» **Activity**
Search the entries below for "negative". Report each line where it occurs.

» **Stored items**

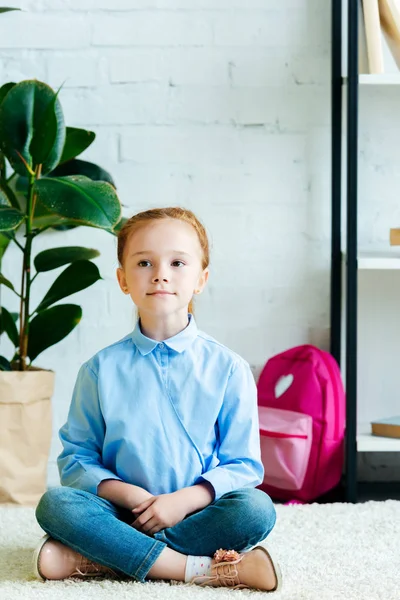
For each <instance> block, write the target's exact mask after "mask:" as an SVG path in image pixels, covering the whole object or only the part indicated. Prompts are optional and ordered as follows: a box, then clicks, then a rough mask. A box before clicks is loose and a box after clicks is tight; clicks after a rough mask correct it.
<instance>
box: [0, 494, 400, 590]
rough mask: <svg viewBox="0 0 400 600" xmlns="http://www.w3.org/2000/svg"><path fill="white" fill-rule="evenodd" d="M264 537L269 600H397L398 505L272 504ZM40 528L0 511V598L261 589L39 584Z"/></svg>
mask: <svg viewBox="0 0 400 600" xmlns="http://www.w3.org/2000/svg"><path fill="white" fill-rule="evenodd" d="M276 508H277V514H278V519H277V524H276V526H275V528H274V530H273V531H272V533H271V535H270V536H269V537H268V538H267V540H266V541H265V545H266V547H267V548H268V549H269V551H270V552H271V553H273V554H274V556H275V557H276V558H277V559H278V560H279V562H280V563H281V567H282V571H283V576H284V587H283V590H282V591H281V592H279V593H277V594H273V595H271V596H268V598H271V600H275V599H276V600H399V598H400V595H399V567H400V562H399V549H398V540H399V539H400V502H399V501H396V500H386V501H383V502H376V501H362V502H360V503H358V504H346V503H341V502H337V503H328V502H325V503H313V504H308V505H290V506H284V505H282V504H278V505H277V507H276ZM41 535H42V531H41V529H40V527H39V526H38V524H37V523H36V521H35V517H34V509H32V508H21V507H15V506H11V507H10V506H8V507H7V506H3V507H1V508H0V598H1V600H36V599H39V598H40V599H43V600H45V599H48V600H55V599H56V598H60V599H62V600H76V599H77V598H79V600H92V599H93V600H109V599H110V597H113V596H114V597H116V598H118V600H128V599H129V600H158V599H159V600H180V599H182V600H188V599H191V598H195V596H197V598H204V599H206V598H207V600H224V598H226V600H228V599H230V600H232V594H234V597H235V598H237V599H239V598H242V597H244V596H250V595H254V594H256V595H257V596H258V597H260V598H261V597H263V598H264V597H265V595H264V594H263V596H261V593H262V592H257V591H253V590H235V591H229V590H223V589H213V588H206V589H203V588H199V587H197V586H189V587H188V586H185V585H182V584H178V585H171V584H170V583H169V582H146V583H137V582H135V581H133V580H131V579H127V580H124V581H112V580H104V579H103V580H101V579H100V580H98V579H96V580H90V581H87V580H86V581H80V580H77V579H70V580H65V581H53V582H40V581H36V580H35V579H34V577H33V574H32V566H31V557H32V551H33V548H34V547H35V545H36V544H37V541H38V539H39V538H40V536H41Z"/></svg>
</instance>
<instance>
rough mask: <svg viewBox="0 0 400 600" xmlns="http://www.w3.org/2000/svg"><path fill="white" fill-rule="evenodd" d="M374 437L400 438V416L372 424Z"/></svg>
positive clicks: (383, 419) (394, 417) (382, 420)
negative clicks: (374, 435) (377, 436)
mask: <svg viewBox="0 0 400 600" xmlns="http://www.w3.org/2000/svg"><path fill="white" fill-rule="evenodd" d="M371 430H372V435H378V436H380V437H393V438H400V416H399V417H390V418H389V419H380V420H378V421H372V422H371Z"/></svg>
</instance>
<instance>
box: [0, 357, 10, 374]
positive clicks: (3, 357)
mask: <svg viewBox="0 0 400 600" xmlns="http://www.w3.org/2000/svg"><path fill="white" fill-rule="evenodd" d="M0 371H11V363H10V362H9V361H8V360H7V359H6V358H4V356H0Z"/></svg>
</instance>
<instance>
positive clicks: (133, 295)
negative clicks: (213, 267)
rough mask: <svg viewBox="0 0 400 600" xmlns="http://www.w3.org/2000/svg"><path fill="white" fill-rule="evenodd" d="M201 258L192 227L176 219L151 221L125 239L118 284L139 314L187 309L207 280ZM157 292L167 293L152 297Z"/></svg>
mask: <svg viewBox="0 0 400 600" xmlns="http://www.w3.org/2000/svg"><path fill="white" fill-rule="evenodd" d="M201 258H202V250H201V246H200V242H199V239H198V236H197V233H196V231H195V229H194V228H193V227H192V226H191V225H189V224H188V223H185V222H183V221H179V220H177V219H161V220H159V221H152V222H149V223H146V224H145V225H142V226H141V227H139V228H138V229H137V230H136V231H134V232H133V233H132V235H131V236H130V237H129V238H128V240H127V243H126V246H125V251H124V264H123V267H122V268H119V269H118V270H117V277H118V282H119V284H120V287H121V289H122V291H123V292H124V293H125V294H129V295H130V296H131V298H132V300H133V302H134V303H135V304H136V306H137V307H138V309H139V311H140V314H141V315H143V314H144V313H148V314H150V313H151V314H153V315H155V314H157V315H159V316H161V315H163V316H165V315H167V314H172V313H175V312H176V311H179V310H180V309H185V310H187V307H188V305H189V302H190V300H191V299H192V296H193V294H196V293H200V292H201V291H202V290H203V288H204V286H205V285H206V282H207V279H208V269H204V270H203V269H202V266H201ZM158 290H164V291H166V292H168V294H155V293H154V292H156V291H158Z"/></svg>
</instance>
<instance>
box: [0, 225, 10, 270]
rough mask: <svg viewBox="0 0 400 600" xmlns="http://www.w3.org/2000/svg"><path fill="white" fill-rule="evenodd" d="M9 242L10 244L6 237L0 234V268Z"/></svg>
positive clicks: (2, 234)
mask: <svg viewBox="0 0 400 600" xmlns="http://www.w3.org/2000/svg"><path fill="white" fill-rule="evenodd" d="M10 242H11V240H10V238H9V237H8V236H7V235H5V234H3V233H0V267H1V261H2V258H3V256H4V254H5V251H6V250H7V248H8V244H9V243H10Z"/></svg>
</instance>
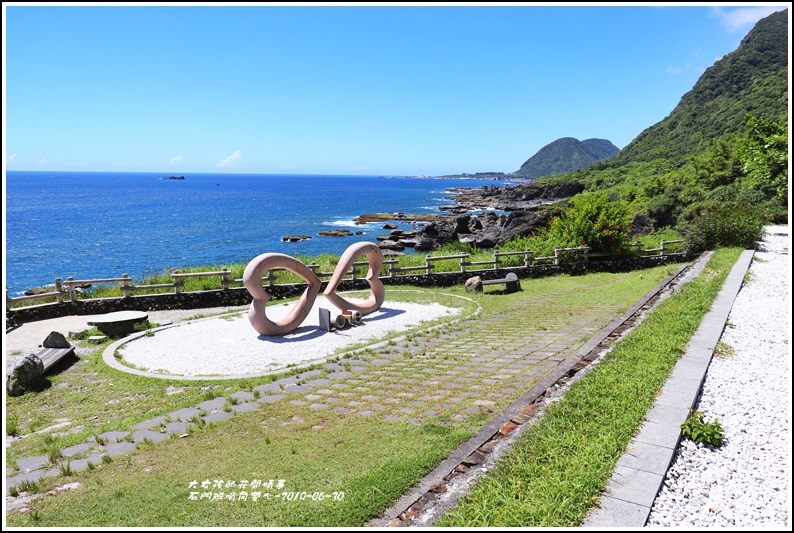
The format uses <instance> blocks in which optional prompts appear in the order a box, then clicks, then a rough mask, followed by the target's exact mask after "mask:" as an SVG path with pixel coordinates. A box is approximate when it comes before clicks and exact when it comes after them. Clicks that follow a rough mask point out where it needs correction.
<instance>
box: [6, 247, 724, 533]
mask: <svg viewBox="0 0 794 533" xmlns="http://www.w3.org/2000/svg"><path fill="white" fill-rule="evenodd" d="M720 257H722V256H720ZM734 260H735V257H734ZM725 263H726V264H727V262H725ZM731 265H732V262H731ZM675 268H676V266H675V265H668V266H664V267H657V268H654V269H647V270H643V271H637V272H629V273H621V274H605V273H600V274H590V275H586V276H578V277H571V276H555V277H552V278H543V279H525V280H522V282H521V283H522V288H523V291H522V292H519V293H514V294H500V293H498V292H490V293H486V294H479V295H473V296H472V298H473V299H474V300H475V301H476V302H477V303H478V304H479V305H480V306H481V308H482V311H481V313H480V314H478V315H477V317H476V318H472V319H468V320H464V321H461V322H459V323H457V324H454V325H451V326H448V327H445V328H442V329H436V330H434V331H433V332H430V333H426V334H424V333H421V332H413V333H412V334H410V335H409V338H408V339H406V340H403V341H399V342H395V346H394V348H393V349H394V350H402V352H403V357H402V359H400V361H399V362H400V363H402V364H403V365H404V366H403V367H401V368H403V369H404V370H403V372H402V373H403V374H405V373H410V374H415V373H419V372H440V371H439V370H437V367H444V368H450V367H451V366H455V365H458V364H462V363H463V362H465V361H468V360H469V359H470V357H471V355H470V353H469V352H465V353H463V352H461V353H459V352H458V351H457V348H456V346H459V345H462V346H464V347H465V348H466V349H468V350H475V349H476V350H480V351H482V352H485V353H487V352H488V351H490V350H492V349H493V350H495V351H500V350H504V349H505V348H506V347H507V345H508V344H509V342H511V341H514V340H516V339H521V338H525V337H527V336H531V335H536V336H537V337H538V338H543V337H545V336H546V335H547V333H553V330H555V329H560V328H565V327H566V325H569V324H573V323H577V322H576V321H577V320H582V319H583V317H584V318H586V317H589V316H592V315H598V314H599V313H601V314H603V315H604V320H606V318H607V316H609V317H612V318H614V316H616V315H617V314H619V313H620V312H622V311H623V310H625V309H626V308H627V307H629V306H630V305H631V304H633V303H634V302H636V301H637V299H638V298H639V297H640V296H642V295H643V294H645V293H646V292H647V291H648V290H650V289H651V288H652V287H653V286H654V285H655V284H656V283H658V282H659V281H660V280H661V279H662V278H664V277H665V276H666V275H668V274H670V273H671V272H672V271H673V270H675ZM712 268H714V267H712ZM719 268H722V267H719ZM727 268H728V269H729V268H730V265H729V266H728V267H727ZM714 272H715V273H716V274H715V276H716V275H717V274H719V272H720V270H719V269H718V268H714ZM701 277H703V276H701ZM706 277H708V276H706ZM715 279H716V278H715ZM445 293H451V294H458V295H460V296H469V295H467V294H466V293H465V292H464V291H463V290H462V288H451V289H438V290H435V289H434V290H425V291H422V293H421V294H422V295H421V296H413V297H412V298H426V299H428V301H443V302H444V303H448V304H449V305H452V303H451V302H452V301H453V300H454V301H458V302H465V300H460V299H459V298H451V297H445V296H444V294H445ZM390 294H393V296H390ZM397 294H398V291H396V290H390V289H388V288H387V298H389V297H397ZM407 294H408V293H407V292H406V295H407ZM406 297H408V296H406ZM702 298H706V297H705V296H703V297H702ZM709 303H710V300H709ZM530 304H531V305H530ZM458 305H461V304H460V303H459V304H458ZM463 305H464V307H465V308H466V310H467V311H468V312H472V311H473V308H474V307H476V305H475V304H473V303H471V302H469V303H466V304H463ZM682 312H683V311H682ZM686 312H687V313H689V311H686ZM506 315H509V318H508V319H506V318H505V316H506ZM599 316H600V315H599ZM610 319H611V318H610ZM483 322H488V323H489V324H490V325H489V326H488V328H489V330H488V331H489V334H488V336H487V337H486V336H483V335H482V330H478V329H477V326H478V324H481V323H483ZM677 322H678V319H674V320H673V321H672V323H671V324H668V326H670V327H672V324H676V323H677ZM686 331H688V330H686V328H684V333H683V334H684V335H685V334H686ZM450 332H457V333H459V335H458V337H456V340H455V343H457V344H453V343H452V342H447V341H446V340H445V339H444V338H443V337H444V335H447V334H449V333H450ZM589 335H591V334H586V333H584V332H583V333H582V342H584V341H585V340H587V338H589ZM433 340H435V344H433V342H431V341H433ZM101 348H102V347H100V348H99V349H97V350H96V351H95V352H92V353H91V355H88V356H85V357H84V359H83V361H81V363H80V364H78V365H75V366H74V367H72V368H70V369H69V370H66V371H64V372H62V373H61V374H59V375H57V376H53V378H52V379H51V385H50V387H49V388H47V389H45V390H43V391H41V392H39V393H36V394H26V395H24V396H22V397H19V398H9V402H8V405H7V415H10V416H13V417H15V418H16V420H17V422H16V423H17V427H18V431H20V432H22V433H25V432H29V431H31V430H33V428H36V427H43V426H42V424H49V423H50V422H52V419H53V418H57V417H69V418H70V419H71V420H72V421H73V422H74V423H75V424H77V426H83V429H81V430H79V431H77V432H75V433H74V434H73V435H69V436H66V437H61V438H60V441H59V445H60V446H67V445H70V444H75V443H77V442H84V441H85V438H86V437H87V436H88V435H96V434H98V433H99V432H101V431H106V430H109V429H123V430H124V429H129V427H130V426H131V425H132V424H134V423H136V422H138V421H141V420H145V419H147V418H151V417H153V416H155V415H157V414H163V413H167V412H170V411H173V410H175V409H178V408H180V407H185V406H192V405H195V404H196V403H198V402H200V401H203V400H205V399H209V398H210V397H212V396H218V395H228V394H231V393H232V392H235V391H237V390H250V389H251V388H253V387H254V386H257V385H259V384H262V383H266V382H268V381H269V379H270V378H256V379H249V380H226V381H222V382H207V383H203V382H198V383H196V382H190V383H187V384H186V383H185V382H179V381H177V380H173V381H166V380H159V379H152V378H141V377H137V376H132V375H129V374H124V373H121V372H117V371H113V370H112V369H108V368H106V367H105V366H104V365H102V363H101V357H100V355H99V354H100V353H101ZM390 349H391V348H389V347H388V346H387V347H385V348H383V350H382V351H388V350H390ZM366 356H367V354H366V353H365V354H364V355H362V358H365V357H366ZM444 365H446V366H444ZM622 371H625V369H624V370H622ZM654 373H657V371H656V370H654ZM398 374H399V372H396V371H395V372H392V373H391V374H388V375H384V376H383V378H380V379H381V381H380V383H376V384H373V385H371V386H370V387H369V389H367V386H366V385H367V383H362V384H360V385H364V386H361V387H357V388H359V389H366V390H368V391H370V392H371V391H373V390H374V389H377V388H382V387H386V386H392V385H395V384H396V383H397V380H398V379H400V376H399V375H398ZM660 375H661V374H660ZM390 376H391V377H390ZM390 379H391V380H392V381H389V380H390ZM654 379H656V378H654ZM660 379H663V378H660ZM584 381H585V380H582V382H584ZM384 383H385V384H384ZM169 387H173V388H180V389H183V390H182V391H181V392H180V393H179V394H166V390H167V389H168V388H169ZM209 387H214V388H209ZM429 387H430V388H429V390H428V391H427V392H428V393H431V394H432V393H434V392H438V391H437V390H435V389H433V388H432V387H435V386H434V385H431V386H429ZM438 387H440V385H439V386H438ZM499 387H500V385H499V384H495V385H493V386H492V388H491V389H487V388H486V389H482V394H483V395H485V394H490V393H491V392H492V391H494V390H497V389H499ZM349 390H351V391H353V390H355V389H354V388H351V389H349ZM642 392H643V391H642V390H639V389H638V390H635V388H633V387H629V388H625V387H623V388H619V392H617V394H618V396H619V397H620V398H619V399H621V400H622V402H623V403H633V402H635V401H636V400H635V399H634V398H633V396H632V394H638V393H642ZM351 393H352V392H351ZM355 394H357V395H358V396H355V395H354V396H352V399H354V400H355V399H358V398H359V397H360V396H361V395H364V394H367V392H358V393H355ZM519 394H520V391H519V392H516V393H514V395H512V396H506V397H504V398H503V399H501V400H497V401H496V402H495V405H494V407H493V409H492V410H488V409H483V410H480V411H472V410H469V411H465V410H464V409H465V408H466V407H471V406H472V401H473V400H474V399H476V398H477V396H475V397H474V398H473V399H469V400H466V401H464V402H462V403H461V404H460V405H459V406H455V407H453V408H450V409H448V410H446V411H443V410H442V411H441V412H440V413H439V414H438V415H437V416H431V417H429V418H428V419H427V420H425V421H423V422H421V423H416V422H411V421H409V420H407V418H403V419H400V420H394V421H386V420H383V419H381V418H378V417H372V418H364V417H361V416H358V415H355V414H343V413H337V412H332V411H330V410H325V411H315V410H312V409H309V408H308V407H306V406H302V405H293V404H291V403H289V402H287V401H280V402H278V403H274V404H265V405H263V406H262V407H260V408H259V409H257V410H256V411H253V412H250V413H245V414H236V415H235V416H233V417H232V418H230V419H228V420H224V421H221V422H218V423H215V424H208V425H206V426H203V427H201V428H199V429H197V430H195V431H193V432H192V433H191V435H190V436H188V437H185V438H171V439H167V440H166V441H163V442H159V443H153V444H151V443H140V444H139V445H138V448H137V449H136V450H134V451H132V452H129V453H127V454H124V455H120V456H116V457H115V458H114V460H113V461H112V462H108V463H103V464H100V465H99V466H97V467H95V468H94V469H93V470H84V471H82V472H79V473H75V474H72V475H68V476H56V477H54V478H46V479H43V480H42V481H41V482H40V484H39V492H45V491H47V490H50V489H52V488H53V487H56V486H58V485H61V484H64V483H66V482H70V481H79V482H80V483H82V485H81V486H80V487H79V488H77V489H75V490H73V491H66V492H62V493H60V494H58V495H57V496H45V497H42V498H40V499H37V500H35V501H34V502H33V503H32V504H31V505H32V507H33V509H34V511H33V512H32V513H28V514H22V513H12V514H10V515H9V516H7V524H8V525H10V526H21V527H31V526H35V527H53V526H86V527H121V526H125V527H132V526H140V527H155V526H158V527H167V526H194V527H200V526H224V527H230V526H242V527H246V526H247V527H274V526H317V527H319V526H336V527H339V526H362V525H366V524H367V522H368V521H369V520H370V519H371V518H374V517H375V516H377V514H378V513H379V512H380V511H382V510H383V509H385V508H387V507H389V506H390V505H391V504H393V503H394V501H396V500H397V499H398V498H399V497H400V496H401V495H402V494H403V493H405V492H406V491H407V490H408V489H409V488H411V487H412V486H413V485H415V484H416V483H417V482H418V481H419V479H421V477H422V476H423V475H424V474H426V473H427V472H429V471H430V470H431V469H432V468H433V467H434V466H435V465H436V464H438V462H439V461H441V460H442V459H443V458H444V457H446V456H447V454H448V453H449V452H450V451H451V450H453V449H454V448H455V447H456V446H457V445H459V444H460V443H462V442H463V441H465V440H466V439H467V438H469V437H470V436H471V435H472V434H473V432H474V431H476V430H477V429H478V428H479V427H481V426H482V425H483V424H484V423H485V422H486V421H487V420H488V419H489V418H490V417H491V416H493V410H499V409H501V408H504V407H505V406H506V405H507V404H509V403H510V402H511V401H512V400H513V399H514V398H515V397H517V396H518V395H519ZM643 394H645V395H647V394H651V395H653V394H655V392H650V393H643ZM114 399H123V400H124V401H121V400H119V401H118V402H115V403H111V404H110V405H108V403H109V402H111V401H112V400H114ZM620 405H622V404H620ZM56 406H57V409H56V408H55V407H56ZM595 407H596V413H594V415H597V414H599V413H598V411H599V410H600V409H602V406H601V405H600V404H596V405H595ZM642 412H643V413H644V410H643V411H642ZM461 413H466V416H455V415H460V414H461ZM95 416H96V417H98V418H96V419H94V418H92V417H95ZM406 416H407V415H406ZM586 416H590V415H580V414H575V413H574V414H567V413H566V412H561V415H560V421H559V422H557V425H561V426H562V427H567V428H569V429H570V427H571V421H573V422H574V423H575V424H577V425H578V424H579V423H580V422H581V420H582V417H586ZM601 416H602V418H600V419H598V420H599V421H600V422H601V423H604V419H603V417H604V416H606V415H601ZM37 417H38V418H41V417H44V418H47V420H45V421H43V422H41V421H39V422H37V420H38V418H37ZM48 417H49V418H48ZM547 418H548V419H549V420H551V417H547ZM607 418H608V417H607ZM633 420H634V419H633V418H631V417H628V418H626V419H625V420H623V422H621V423H625V424H626V430H625V432H626V433H628V434H630V433H631V432H632V431H634V429H636V425H635V426H634V428H631V427H630V425H631V424H632V423H634V422H633ZM574 433H576V434H577V435H578V433H579V431H574ZM582 433H586V435H585V436H586V438H587V439H589V440H596V441H601V440H606V441H610V442H611V441H620V439H621V438H622V436H618V437H614V436H611V433H608V434H609V435H610V436H609V437H605V436H603V434H602V433H599V432H598V431H596V429H595V428H593V429H588V430H586V431H585V430H582ZM580 438H582V437H579V436H577V437H576V438H573V437H572V436H571V435H567V434H562V436H561V438H560V439H559V440H558V441H557V442H556V443H551V444H550V447H551V448H554V447H556V448H559V449H561V450H568V449H570V450H574V449H575V448H576V445H577V444H576V443H577V442H578V440H579V439H580ZM48 440H50V441H51V439H45V438H44V437H39V436H35V437H34V436H30V437H27V438H25V439H21V440H19V441H16V442H15V443H14V445H13V446H12V447H11V448H10V449H9V450H8V455H9V458H8V459H7V464H9V463H11V462H12V461H13V460H14V458H15V457H21V456H28V455H35V454H37V453H42V452H46V451H47V450H48V449H50V448H51V447H52V442H48ZM610 446H611V447H610V450H615V449H617V448H619V442H618V443H617V444H616V443H613V444H611V445H610ZM610 453H617V452H610ZM610 457H611V455H609V454H607V457H606V458H604V456H603V454H600V453H594V454H593V455H591V456H589V457H587V456H585V457H584V458H582V459H577V460H576V462H575V464H580V462H587V461H603V462H604V463H605V464H607V465H608V464H609V458H610ZM616 459H617V457H615V460H616ZM612 465H614V462H612ZM558 466H559V465H558ZM577 468H578V467H570V468H568V469H567V470H566V471H569V473H568V475H567V476H566V477H565V481H564V484H568V483H572V484H573V485H576V484H577V483H580V482H581V480H578V479H577V476H576V470H577ZM605 468H609V471H610V472H611V467H608V466H607V467H605ZM599 476H600V474H598V475H593V476H590V475H589V474H588V479H587V480H585V482H586V483H587V484H588V485H590V484H592V481H591V480H590V479H589V478H590V477H593V478H594V479H596V481H597V482H596V484H597V483H598V482H600V481H598V480H600V477H599ZM271 479H272V480H276V481H277V480H283V483H284V486H283V487H282V488H280V489H276V488H273V489H270V490H267V489H260V490H259V491H258V492H261V494H260V495H259V497H258V498H257V500H256V501H254V500H253V492H254V491H253V490H252V489H249V490H248V491H246V492H247V499H245V500H240V499H239V493H240V490H241V489H239V488H233V487H231V486H229V487H226V484H227V482H228V481H234V482H235V484H239V482H240V481H242V480H246V481H248V482H249V483H250V481H252V480H260V481H263V482H266V481H269V480H271ZM533 479H534V478H533ZM215 480H218V481H220V480H223V483H222V484H221V486H223V488H220V487H218V488H210V487H208V488H206V489H203V488H202V487H201V482H202V481H207V482H213V483H214V481H215ZM194 481H195V482H196V486H195V487H191V482H194ZM535 482H537V480H534V481H533V482H532V483H535ZM523 483H529V482H528V481H526V480H525V481H523ZM602 487H603V485H602ZM191 492H194V493H196V494H194V495H193V496H195V498H196V499H191ZM221 492H223V493H224V495H223V499H220V500H217V498H218V496H217V495H218V494H220V493H221ZM230 492H235V498H229V494H230ZM283 492H288V493H298V494H301V493H306V494H307V495H308V498H307V499H304V500H298V501H294V500H291V501H282V500H281V499H276V496H275V495H276V494H281V493H283ZM520 492H523V489H514V493H520ZM210 493H211V495H210ZM266 493H269V494H271V496H270V499H268V498H267V496H266V495H265V494H266ZM320 494H323V495H324V497H323V498H322V501H319V495H320ZM560 494H563V496H560ZM564 494H565V490H562V491H554V492H549V499H550V500H552V502H551V503H548V504H544V506H543V507H544V509H547V508H552V509H553V508H554V507H555V505H556V506H557V507H558V508H560V507H562V508H565V507H566V505H567V504H566V503H562V504H560V502H561V501H562V502H566V501H568V499H567V497H566V496H564ZM588 494H589V493H588ZM312 495H316V497H315V500H314V501H312V500H311V499H310V498H311V497H312ZM202 496H203V497H202ZM588 497H589V496H588ZM213 498H216V501H213V500H212V499H213ZM560 498H561V499H560ZM589 498H590V499H589V500H588V501H589V503H590V504H591V503H592V501H593V500H592V497H589ZM554 502H556V503H554ZM468 520H470V519H469V518H468V517H467V518H464V523H465V525H475V523H477V522H476V520H474V519H471V522H470V523H469V522H468ZM491 525H493V524H491Z"/></svg>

» **Result of the exercise**
negative clicks: (374, 435) (377, 436)
negative clicks: (213, 267)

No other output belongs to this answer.